→ Aim of the exercise:
Please answer these from the text on violent video detection:
(a) On how many standard benchmark datasets is the proposed pipeline evaluated?
(b) What input does the model take in place of the raw frames?
(c) Who wrote the paper?

━━━ Quoted passage

Learning to Detect Violent Videos using Convolutional Long Short-Term Memory (1709.06531v1)

Abstract: Developing a technique for the automatic analysis of surveillance videos in order to identify the presence of violence is of broad interest. In this work, we propose a deep neural network for the purpose of recognizing violent videos. A convolutional neural network is used to extract frame level features from a video. The frame level features are then aggregated using a variant of the long short term memory that uses convolutional gates. The convolutional neural network along with the convolutional long short term memory is capable of capturing localized spatio-temporal features which enables the analysis of local motion taking place in the video. We also propose to use adjacent frame differences as the input to the model thereby forcing it to encode the changes occurring in the video. The performance of the proposed feature extraction pipeline is evaluated on three standard benchmark datasets in terms of recognition accuracy. Comparison of the results obtained with the state of the art techniques revealed the promising capability of the proposed method in recognizing violent videos.

• The paper introduces an end-to-end CNN and convLSTM model that captures spatio-temporal features for robust violence detection.
• The model uses frame differences to emphasize dynamic changes, achieving up to 100% accuracy on select datasets.
• The convLSTM approach significantly reduces parameters compared to traditional LSTMs, illustrating its efficiency in video analysis.

A Comprehensive Analysis of "Learning to Detect Violent Videos using Convolutional Long Short-Term Memory"

The paper "Learning to Detect Violent Videos using Convolutional Long Short-Term Memory" by Swathikiran Sudhakaran and Oswald Lanz presents an innovative approach to the automatic identification of violent activities in videos using deep learning techniques. The authors propose a convolutional neural network (CNN) paired with a convolutional long short-term memory (convLSTM) model to automatically recognize violent content, offering significant improvements over traditional methods that rely heavily on hand-crafted features.

Technical Summary

Core Methodology

The cornerstone of the proposed approach is the integration of CNN and convLSTM, which together form an end-to-end trainable deep neural network model. The CNN is utilized to extract spatial features from individual video frames, while the convLSTM captures spatio-temporal patterns by aggregating these frame-level features in the temporal domain. Notably, the convLSTM is preferred over traditional LSTM due to its convolutional gates, which effectively encode spatial and temporal variations, thus enabling more precise violence detection with fewer parameters.

The authors also propose using the difference between consecutive video frames as the input to the model, rather than the raw frames themselves. This strategy emphasizes modeling the dynamic changes occurring in the video, which are instrumental in detecting violent behavior.

━━━━━━
━━━ Extracted information

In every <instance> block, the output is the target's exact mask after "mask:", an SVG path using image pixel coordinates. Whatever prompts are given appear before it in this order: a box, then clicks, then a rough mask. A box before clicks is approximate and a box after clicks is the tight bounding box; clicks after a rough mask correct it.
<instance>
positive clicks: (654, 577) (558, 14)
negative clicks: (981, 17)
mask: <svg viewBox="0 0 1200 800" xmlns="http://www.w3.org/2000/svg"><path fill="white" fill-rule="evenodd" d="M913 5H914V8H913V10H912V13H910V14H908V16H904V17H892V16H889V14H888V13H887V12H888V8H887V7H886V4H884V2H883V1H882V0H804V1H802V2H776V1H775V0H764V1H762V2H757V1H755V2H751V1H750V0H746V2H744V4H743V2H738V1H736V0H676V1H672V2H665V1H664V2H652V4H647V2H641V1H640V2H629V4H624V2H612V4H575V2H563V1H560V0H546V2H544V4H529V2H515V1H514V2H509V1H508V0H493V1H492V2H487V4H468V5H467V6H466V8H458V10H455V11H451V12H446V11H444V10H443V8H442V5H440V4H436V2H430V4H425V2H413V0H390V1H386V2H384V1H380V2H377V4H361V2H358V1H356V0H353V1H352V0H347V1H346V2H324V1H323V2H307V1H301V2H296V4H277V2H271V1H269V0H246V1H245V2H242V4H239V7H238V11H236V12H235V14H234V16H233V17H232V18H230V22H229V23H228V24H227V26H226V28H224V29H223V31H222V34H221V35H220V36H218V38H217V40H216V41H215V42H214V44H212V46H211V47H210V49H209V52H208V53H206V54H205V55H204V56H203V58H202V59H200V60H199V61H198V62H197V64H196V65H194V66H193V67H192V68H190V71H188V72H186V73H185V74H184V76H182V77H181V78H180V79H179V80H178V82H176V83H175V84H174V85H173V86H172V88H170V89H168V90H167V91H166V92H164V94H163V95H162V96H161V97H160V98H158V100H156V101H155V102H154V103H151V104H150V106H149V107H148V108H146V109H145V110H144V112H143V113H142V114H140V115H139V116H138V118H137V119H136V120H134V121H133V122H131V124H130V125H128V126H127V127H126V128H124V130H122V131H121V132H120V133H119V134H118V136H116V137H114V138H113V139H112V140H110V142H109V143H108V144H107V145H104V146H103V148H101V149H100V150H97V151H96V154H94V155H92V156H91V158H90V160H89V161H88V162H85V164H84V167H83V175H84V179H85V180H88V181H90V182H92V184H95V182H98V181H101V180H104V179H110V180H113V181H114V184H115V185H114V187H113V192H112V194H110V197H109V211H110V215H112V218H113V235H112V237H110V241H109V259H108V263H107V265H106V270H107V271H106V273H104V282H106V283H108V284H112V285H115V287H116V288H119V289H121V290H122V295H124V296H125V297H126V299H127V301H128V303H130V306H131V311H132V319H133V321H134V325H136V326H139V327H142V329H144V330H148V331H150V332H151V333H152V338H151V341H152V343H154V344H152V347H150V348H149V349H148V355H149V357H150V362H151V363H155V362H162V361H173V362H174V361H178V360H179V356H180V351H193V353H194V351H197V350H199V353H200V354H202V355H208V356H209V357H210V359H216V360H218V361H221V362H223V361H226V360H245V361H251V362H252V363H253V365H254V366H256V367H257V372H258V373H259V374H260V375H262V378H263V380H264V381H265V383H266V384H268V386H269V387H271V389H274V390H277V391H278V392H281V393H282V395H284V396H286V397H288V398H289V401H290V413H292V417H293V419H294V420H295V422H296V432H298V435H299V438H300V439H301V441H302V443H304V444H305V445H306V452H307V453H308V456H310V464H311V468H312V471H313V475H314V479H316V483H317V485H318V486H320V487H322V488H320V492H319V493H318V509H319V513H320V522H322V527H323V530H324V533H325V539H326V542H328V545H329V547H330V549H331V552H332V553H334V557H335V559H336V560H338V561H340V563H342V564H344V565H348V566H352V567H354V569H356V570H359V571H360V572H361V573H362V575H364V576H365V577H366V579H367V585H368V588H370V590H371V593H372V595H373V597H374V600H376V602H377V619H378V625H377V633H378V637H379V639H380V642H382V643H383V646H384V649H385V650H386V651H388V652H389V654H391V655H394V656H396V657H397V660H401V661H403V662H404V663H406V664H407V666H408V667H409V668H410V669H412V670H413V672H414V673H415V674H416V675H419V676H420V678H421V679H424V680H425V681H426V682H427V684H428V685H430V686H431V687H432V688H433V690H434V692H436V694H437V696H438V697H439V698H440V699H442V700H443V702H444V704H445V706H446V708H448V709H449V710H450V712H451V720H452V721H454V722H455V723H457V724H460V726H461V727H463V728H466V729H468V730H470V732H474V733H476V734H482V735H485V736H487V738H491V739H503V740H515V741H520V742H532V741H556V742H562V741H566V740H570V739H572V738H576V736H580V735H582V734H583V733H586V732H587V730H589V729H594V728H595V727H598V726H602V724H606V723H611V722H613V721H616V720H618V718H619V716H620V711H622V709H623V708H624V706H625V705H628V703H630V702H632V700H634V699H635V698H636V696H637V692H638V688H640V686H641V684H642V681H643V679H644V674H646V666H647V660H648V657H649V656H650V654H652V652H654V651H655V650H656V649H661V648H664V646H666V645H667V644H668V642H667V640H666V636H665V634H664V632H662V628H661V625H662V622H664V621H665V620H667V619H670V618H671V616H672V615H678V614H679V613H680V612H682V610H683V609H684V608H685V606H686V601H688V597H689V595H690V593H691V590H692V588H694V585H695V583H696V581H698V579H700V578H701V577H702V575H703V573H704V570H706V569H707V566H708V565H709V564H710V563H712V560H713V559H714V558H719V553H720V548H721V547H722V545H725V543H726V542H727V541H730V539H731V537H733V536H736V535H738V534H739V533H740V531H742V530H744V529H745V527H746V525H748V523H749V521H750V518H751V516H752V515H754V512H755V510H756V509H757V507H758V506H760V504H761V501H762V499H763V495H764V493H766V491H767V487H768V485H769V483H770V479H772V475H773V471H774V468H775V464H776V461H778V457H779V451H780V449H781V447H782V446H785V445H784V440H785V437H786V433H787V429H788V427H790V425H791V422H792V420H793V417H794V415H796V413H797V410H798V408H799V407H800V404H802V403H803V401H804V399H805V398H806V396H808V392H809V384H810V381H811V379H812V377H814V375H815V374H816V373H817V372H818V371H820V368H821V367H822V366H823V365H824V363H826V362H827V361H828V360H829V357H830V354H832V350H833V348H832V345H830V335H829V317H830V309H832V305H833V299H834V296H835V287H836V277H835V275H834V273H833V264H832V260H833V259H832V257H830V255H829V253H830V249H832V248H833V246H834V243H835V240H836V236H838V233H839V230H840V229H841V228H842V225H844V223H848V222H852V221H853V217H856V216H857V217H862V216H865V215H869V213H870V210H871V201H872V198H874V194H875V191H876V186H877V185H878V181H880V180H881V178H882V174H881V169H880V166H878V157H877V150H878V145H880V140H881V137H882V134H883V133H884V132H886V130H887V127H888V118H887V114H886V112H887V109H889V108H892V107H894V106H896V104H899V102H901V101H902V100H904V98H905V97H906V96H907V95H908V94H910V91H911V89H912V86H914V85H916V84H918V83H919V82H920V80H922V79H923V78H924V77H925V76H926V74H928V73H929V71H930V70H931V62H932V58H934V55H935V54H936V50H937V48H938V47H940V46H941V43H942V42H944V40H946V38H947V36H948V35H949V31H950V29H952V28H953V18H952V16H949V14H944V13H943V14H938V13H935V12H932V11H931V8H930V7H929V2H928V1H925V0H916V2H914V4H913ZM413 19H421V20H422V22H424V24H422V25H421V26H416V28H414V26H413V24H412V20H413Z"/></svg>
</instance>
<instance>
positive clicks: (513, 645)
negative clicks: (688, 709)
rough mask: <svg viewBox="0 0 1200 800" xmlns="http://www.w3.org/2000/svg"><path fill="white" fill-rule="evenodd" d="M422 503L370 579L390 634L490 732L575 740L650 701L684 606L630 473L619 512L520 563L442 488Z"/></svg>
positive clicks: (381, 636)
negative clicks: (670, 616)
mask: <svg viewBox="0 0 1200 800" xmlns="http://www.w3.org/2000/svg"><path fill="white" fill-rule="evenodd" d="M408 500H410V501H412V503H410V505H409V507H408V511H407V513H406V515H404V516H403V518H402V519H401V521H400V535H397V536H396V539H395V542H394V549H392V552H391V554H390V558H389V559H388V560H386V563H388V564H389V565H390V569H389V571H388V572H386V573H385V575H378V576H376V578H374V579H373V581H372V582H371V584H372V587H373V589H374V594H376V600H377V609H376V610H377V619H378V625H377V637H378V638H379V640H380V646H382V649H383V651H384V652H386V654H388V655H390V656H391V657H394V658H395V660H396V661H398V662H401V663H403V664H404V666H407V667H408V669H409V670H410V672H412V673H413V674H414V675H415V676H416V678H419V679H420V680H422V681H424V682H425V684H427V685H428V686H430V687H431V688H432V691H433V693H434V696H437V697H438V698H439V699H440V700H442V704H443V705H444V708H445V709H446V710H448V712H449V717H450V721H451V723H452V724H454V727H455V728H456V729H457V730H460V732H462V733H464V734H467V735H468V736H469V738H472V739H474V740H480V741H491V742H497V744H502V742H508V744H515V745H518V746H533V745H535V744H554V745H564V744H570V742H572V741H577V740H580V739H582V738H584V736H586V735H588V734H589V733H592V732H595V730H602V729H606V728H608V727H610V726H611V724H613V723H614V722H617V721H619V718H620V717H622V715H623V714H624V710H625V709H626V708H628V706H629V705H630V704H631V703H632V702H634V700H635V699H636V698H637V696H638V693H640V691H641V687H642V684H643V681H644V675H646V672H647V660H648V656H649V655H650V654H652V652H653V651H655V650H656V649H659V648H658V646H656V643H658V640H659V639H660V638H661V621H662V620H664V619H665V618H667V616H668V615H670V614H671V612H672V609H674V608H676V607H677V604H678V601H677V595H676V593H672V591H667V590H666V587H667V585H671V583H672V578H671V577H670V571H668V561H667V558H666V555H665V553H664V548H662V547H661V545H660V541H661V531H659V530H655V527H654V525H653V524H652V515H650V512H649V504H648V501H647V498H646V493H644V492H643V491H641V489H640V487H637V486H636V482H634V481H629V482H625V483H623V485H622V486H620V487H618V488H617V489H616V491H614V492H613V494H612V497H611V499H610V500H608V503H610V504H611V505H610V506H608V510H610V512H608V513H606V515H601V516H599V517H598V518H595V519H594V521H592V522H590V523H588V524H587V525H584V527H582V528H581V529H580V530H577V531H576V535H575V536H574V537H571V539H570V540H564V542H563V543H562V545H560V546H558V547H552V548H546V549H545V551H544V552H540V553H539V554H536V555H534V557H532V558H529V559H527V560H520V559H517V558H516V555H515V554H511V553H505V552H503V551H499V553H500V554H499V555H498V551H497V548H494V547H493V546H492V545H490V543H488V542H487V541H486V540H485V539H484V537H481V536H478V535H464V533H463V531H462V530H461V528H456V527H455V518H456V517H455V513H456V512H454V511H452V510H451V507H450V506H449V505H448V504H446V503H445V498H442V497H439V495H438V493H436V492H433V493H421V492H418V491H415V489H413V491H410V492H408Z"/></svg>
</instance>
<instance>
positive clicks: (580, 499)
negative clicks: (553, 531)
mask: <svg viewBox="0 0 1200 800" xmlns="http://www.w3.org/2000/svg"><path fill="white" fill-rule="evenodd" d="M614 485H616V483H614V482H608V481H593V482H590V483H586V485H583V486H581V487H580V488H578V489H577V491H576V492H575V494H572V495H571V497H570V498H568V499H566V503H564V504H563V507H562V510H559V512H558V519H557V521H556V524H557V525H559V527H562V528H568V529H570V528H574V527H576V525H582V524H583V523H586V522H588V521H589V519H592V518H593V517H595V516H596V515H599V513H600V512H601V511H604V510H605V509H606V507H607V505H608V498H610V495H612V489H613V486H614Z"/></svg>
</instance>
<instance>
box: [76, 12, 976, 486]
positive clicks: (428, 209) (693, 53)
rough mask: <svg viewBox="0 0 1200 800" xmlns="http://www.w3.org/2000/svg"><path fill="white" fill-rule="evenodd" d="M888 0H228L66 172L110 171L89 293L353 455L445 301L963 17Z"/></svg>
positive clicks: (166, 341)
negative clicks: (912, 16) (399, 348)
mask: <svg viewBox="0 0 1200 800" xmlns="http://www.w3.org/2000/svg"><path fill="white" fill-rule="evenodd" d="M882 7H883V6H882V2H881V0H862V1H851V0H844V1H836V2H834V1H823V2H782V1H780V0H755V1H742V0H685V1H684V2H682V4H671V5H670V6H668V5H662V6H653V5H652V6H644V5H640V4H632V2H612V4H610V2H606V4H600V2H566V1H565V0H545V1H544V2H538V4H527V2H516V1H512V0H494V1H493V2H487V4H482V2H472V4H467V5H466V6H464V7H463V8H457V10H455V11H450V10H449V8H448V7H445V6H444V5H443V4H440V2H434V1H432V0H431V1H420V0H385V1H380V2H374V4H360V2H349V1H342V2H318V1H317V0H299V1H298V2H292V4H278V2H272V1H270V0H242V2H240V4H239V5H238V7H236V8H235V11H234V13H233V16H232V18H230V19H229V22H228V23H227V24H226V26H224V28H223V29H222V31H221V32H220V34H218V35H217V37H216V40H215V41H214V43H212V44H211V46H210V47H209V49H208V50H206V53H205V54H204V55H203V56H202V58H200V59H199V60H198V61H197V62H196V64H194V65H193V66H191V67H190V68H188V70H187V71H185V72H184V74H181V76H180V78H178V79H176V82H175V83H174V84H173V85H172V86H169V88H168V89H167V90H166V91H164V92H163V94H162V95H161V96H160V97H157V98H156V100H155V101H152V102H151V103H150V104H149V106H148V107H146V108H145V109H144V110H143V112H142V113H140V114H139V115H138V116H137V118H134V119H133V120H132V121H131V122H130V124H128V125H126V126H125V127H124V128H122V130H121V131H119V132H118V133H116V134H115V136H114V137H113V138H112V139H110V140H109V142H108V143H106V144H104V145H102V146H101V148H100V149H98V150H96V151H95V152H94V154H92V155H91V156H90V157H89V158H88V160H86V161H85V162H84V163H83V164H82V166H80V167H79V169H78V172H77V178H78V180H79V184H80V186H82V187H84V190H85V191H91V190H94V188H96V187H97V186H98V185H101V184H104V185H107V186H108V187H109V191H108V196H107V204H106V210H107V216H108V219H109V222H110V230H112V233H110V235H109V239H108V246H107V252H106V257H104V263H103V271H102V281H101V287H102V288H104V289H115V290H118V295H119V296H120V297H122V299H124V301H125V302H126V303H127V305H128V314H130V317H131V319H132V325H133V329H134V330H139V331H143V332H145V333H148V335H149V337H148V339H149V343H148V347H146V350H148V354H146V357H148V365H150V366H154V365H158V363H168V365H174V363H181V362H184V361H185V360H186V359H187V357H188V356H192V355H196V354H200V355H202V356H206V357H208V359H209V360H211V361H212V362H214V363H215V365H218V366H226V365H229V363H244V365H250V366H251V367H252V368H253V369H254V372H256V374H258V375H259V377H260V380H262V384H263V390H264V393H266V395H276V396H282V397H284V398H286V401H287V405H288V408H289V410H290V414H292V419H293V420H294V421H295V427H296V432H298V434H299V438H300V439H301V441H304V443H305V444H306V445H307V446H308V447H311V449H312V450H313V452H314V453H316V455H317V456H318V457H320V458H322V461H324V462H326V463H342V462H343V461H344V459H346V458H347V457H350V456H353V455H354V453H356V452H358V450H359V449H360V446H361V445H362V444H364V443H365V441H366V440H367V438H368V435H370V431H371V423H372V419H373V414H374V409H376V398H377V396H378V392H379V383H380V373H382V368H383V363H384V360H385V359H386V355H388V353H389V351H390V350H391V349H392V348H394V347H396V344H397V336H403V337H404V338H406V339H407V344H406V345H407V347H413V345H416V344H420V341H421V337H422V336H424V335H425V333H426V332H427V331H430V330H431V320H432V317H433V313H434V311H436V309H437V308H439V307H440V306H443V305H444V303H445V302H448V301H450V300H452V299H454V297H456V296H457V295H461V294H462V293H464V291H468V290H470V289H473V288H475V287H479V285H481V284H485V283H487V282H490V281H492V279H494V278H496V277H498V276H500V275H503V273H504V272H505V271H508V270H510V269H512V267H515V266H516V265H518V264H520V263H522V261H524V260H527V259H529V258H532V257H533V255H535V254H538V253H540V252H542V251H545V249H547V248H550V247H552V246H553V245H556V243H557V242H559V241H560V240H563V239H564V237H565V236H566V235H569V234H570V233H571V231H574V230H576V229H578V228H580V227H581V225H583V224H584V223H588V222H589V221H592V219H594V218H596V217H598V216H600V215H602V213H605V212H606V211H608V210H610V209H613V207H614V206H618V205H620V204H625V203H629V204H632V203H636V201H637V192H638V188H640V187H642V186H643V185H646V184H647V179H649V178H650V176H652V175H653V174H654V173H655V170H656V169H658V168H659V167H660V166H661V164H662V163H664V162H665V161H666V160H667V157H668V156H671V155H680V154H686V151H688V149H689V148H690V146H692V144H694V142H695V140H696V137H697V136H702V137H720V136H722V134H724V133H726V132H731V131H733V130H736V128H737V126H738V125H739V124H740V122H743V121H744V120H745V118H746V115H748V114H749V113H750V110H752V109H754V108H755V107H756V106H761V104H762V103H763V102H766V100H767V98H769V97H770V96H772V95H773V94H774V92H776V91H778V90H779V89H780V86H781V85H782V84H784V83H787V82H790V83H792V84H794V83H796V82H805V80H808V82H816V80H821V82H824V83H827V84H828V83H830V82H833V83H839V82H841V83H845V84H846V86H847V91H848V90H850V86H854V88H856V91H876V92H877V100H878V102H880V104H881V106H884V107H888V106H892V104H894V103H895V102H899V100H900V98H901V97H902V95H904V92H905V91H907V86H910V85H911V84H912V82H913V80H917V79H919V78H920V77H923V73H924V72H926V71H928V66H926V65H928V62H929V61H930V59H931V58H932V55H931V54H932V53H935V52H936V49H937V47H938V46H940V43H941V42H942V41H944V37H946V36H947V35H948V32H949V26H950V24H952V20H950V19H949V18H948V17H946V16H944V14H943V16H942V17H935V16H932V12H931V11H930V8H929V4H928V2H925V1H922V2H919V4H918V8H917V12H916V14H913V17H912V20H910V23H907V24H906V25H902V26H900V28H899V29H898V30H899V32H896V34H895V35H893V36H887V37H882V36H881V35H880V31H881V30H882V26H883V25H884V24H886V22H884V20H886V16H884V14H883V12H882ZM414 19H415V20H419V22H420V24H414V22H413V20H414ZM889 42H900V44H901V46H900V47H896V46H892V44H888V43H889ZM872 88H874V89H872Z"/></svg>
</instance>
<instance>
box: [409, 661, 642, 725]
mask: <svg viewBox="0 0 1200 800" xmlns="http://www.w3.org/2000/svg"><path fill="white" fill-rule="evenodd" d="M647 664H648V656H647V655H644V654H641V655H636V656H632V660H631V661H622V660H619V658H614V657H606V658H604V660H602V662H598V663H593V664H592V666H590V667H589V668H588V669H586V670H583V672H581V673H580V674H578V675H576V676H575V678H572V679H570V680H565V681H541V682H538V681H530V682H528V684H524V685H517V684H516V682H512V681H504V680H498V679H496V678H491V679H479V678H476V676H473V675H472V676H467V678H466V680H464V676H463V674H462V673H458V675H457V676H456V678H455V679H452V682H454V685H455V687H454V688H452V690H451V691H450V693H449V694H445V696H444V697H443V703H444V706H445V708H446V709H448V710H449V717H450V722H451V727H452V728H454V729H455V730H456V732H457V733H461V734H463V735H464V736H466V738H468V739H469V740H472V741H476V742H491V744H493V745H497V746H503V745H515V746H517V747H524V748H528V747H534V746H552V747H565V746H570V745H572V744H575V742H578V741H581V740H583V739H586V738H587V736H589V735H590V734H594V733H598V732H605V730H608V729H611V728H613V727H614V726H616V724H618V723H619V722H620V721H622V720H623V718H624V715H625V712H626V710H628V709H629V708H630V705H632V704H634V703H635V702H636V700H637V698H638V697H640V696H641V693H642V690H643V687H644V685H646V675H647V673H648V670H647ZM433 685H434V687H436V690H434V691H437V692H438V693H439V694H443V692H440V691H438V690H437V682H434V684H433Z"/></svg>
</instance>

━━━━━━

→ Solution below:
(a) Three.
(b) The difference between consecutive video frames.
(c) Swathikiran Sudhakaran and Oswald Lanz.